begin Supplied material

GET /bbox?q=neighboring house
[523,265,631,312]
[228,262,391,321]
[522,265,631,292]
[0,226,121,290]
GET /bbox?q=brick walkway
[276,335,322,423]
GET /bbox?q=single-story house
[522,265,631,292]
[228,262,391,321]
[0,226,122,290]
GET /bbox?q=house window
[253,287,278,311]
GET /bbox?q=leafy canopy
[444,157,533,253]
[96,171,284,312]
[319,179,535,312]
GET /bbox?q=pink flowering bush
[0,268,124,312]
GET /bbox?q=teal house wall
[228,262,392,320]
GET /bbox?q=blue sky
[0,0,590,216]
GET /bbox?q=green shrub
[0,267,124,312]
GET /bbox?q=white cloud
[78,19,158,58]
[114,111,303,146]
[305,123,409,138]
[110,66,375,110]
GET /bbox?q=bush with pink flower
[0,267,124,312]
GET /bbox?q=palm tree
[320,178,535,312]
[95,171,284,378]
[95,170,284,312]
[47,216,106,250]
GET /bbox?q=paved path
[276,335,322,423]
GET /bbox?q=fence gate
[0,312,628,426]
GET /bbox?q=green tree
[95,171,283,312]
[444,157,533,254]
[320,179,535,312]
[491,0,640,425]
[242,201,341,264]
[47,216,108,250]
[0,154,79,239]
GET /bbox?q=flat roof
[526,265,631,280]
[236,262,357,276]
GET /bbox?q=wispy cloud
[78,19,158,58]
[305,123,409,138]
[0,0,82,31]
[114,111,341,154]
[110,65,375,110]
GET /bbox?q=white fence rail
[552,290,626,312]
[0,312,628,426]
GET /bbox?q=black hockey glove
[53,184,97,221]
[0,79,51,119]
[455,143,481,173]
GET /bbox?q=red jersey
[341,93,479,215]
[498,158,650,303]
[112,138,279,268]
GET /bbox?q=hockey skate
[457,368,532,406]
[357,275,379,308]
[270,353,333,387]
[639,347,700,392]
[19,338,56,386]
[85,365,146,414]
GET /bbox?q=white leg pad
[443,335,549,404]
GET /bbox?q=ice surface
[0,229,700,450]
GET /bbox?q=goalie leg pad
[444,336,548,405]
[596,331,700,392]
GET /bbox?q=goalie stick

end Supplied material

The request >>
Rescale the material that begins at the line containing "GET /bbox?q=green shrub" and ends after the line containing "[236,262,357,276]". Reproduce every line in that span, request lines included, and multiply each bounding-box coordinate in the answers by 2.25, rounding to whole numbers with halves rounded up.

Written reply >>
GET /bbox?q=green shrub
[0,601,279,702]
GET /bbox?q=white cloud
[176,43,356,131]
[257,250,682,329]
[686,277,920,311]
[248,149,844,248]
GET /bbox?q=bush with pink flower
[0,601,279,702]
GET /bbox?q=palm tree
[720,401,1204,702]
[214,385,639,851]
[214,383,639,702]
[106,486,239,563]
GET /bbox?q=paved path
[621,754,725,952]
GET /bbox?q=fence gate
[0,702,1413,959]
GET /bbox?q=green tree
[214,385,637,702]
[999,353,1199,572]
[720,403,1204,702]
[1105,0,1440,956]
[545,452,767,594]
[106,486,243,563]
[0,347,178,538]
GET /bbox?q=flat roof
[1184,596,1420,630]
[531,590,803,621]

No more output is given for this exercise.